**Exercise task**
Copy out every row below that contains the word "narrow".

★ ★ ★

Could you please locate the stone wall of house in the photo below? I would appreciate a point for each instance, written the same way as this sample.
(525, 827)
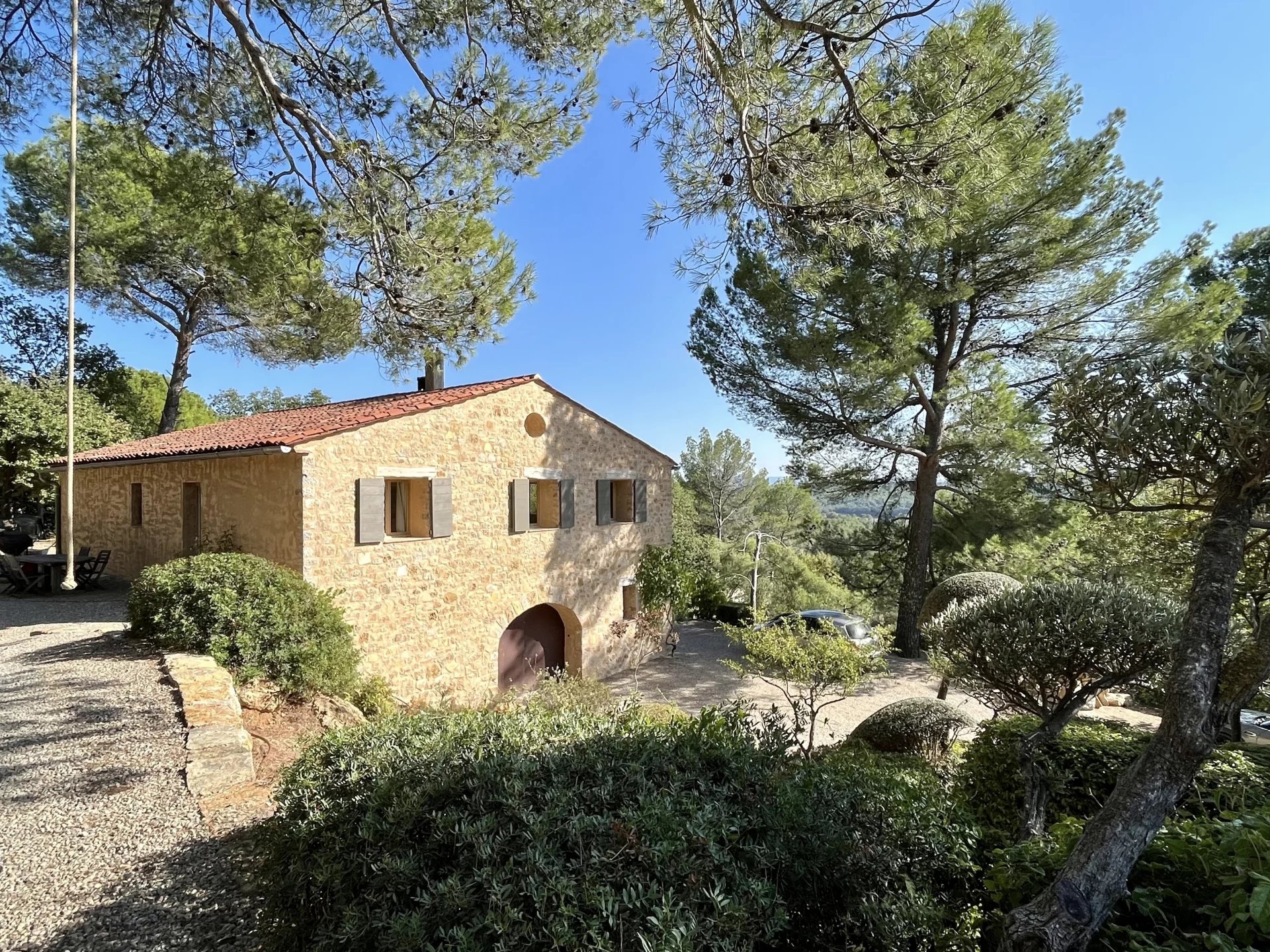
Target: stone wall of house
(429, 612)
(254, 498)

★ ★ ★

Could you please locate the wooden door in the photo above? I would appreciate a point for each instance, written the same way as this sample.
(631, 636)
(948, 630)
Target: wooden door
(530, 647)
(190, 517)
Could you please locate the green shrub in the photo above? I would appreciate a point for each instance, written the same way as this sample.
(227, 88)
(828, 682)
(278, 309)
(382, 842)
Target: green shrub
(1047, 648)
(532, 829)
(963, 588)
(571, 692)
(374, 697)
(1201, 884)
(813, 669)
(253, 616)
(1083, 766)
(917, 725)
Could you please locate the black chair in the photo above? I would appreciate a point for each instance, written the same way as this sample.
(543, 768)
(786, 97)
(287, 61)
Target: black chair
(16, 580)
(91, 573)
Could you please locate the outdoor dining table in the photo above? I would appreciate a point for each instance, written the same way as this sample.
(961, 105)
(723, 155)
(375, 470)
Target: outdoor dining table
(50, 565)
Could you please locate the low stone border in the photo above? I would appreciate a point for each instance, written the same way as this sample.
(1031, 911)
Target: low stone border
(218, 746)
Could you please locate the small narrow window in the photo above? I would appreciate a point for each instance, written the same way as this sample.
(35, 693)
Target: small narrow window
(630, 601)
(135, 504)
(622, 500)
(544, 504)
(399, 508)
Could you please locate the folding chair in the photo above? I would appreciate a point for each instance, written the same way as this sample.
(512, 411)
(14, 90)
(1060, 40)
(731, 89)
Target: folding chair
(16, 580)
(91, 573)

★ ★ ★

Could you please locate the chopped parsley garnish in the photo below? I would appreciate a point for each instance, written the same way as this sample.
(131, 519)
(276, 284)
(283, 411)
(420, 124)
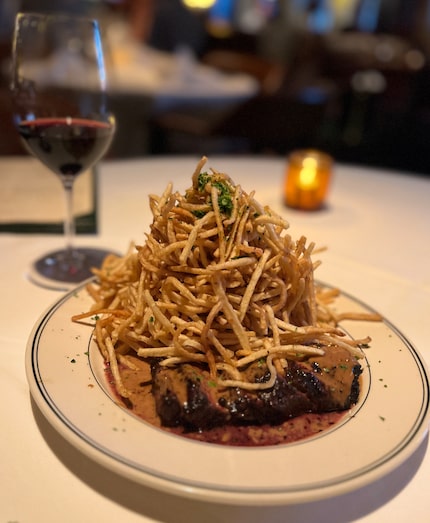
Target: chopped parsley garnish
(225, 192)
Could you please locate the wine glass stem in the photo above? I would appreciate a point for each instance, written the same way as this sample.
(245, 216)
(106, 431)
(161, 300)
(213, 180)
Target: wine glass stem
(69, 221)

★ ★ ★

**The reply**
Could you please locate the small narrow window in the photo above? I would appreciate a point for each instance, written the same way as this sample.
Target: small narrow window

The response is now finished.